- **TASK DETAILS**
Please revise the stretch of data from the line containing "task: outline the black bag" through the line containing "M360 230L360 232L370", changing "black bag" to "dark bag" and keeping everything else the same. Return only those lines.

- **SUPPLIED DATA**

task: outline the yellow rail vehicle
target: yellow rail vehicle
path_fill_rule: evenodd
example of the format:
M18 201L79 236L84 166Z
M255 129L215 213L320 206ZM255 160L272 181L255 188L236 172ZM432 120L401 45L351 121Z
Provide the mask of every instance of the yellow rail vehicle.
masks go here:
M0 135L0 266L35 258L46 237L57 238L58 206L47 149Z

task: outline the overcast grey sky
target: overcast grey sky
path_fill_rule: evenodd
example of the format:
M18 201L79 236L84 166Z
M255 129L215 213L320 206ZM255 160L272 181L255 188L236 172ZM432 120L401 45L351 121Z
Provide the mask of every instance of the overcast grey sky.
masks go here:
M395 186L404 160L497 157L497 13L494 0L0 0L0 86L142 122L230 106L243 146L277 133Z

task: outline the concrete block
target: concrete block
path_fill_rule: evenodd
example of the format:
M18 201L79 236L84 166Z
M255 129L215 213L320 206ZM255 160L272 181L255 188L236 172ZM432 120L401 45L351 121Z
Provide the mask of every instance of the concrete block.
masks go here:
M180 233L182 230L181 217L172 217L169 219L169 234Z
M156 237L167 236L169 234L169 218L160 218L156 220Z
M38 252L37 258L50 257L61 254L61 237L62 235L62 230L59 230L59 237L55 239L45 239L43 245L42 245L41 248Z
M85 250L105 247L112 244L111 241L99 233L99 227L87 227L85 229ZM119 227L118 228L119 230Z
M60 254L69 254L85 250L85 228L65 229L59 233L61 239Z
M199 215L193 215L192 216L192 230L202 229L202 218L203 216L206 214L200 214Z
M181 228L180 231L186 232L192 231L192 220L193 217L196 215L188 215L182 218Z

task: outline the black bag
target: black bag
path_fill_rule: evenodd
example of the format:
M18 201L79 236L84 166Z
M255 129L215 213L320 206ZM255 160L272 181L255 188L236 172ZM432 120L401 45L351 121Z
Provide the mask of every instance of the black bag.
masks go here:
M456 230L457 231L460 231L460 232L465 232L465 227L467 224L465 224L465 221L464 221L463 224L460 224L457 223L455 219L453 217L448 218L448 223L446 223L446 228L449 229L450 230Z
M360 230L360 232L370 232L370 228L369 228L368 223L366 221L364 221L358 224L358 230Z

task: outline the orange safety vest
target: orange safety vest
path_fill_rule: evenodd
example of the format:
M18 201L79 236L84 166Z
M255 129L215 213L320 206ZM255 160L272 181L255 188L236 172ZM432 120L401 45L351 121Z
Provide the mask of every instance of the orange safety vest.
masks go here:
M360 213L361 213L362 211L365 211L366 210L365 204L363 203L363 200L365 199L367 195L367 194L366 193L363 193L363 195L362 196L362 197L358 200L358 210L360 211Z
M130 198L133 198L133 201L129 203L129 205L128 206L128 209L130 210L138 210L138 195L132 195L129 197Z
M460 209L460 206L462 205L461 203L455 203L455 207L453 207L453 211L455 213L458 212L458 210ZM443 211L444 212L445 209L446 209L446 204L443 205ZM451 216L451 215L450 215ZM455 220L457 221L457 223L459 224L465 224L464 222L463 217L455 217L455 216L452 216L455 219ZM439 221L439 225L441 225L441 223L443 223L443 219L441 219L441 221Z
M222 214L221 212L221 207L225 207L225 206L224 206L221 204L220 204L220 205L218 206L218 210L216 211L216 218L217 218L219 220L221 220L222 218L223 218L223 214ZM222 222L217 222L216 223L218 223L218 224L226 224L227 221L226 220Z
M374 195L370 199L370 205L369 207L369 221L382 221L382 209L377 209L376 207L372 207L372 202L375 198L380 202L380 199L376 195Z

- **COMPLETED EXERCISE**
task: outline the dark bag
target: dark bag
path_fill_rule: evenodd
example of the format:
M18 201L79 236L84 166Z
M255 129L215 213L320 206ZM255 160L272 181L255 188L236 172ZM432 120L401 45L351 121Z
Provide the mask of every instance of the dark bag.
masks go here:
M456 230L457 231L460 231L460 232L465 232L465 227L467 224L465 224L465 221L464 221L463 224L460 224L457 223L455 219L453 217L448 218L448 223L446 223L446 228L449 229L450 230Z
M360 230L360 232L370 232L370 228L369 228L368 223L366 221L364 221L358 224L358 230Z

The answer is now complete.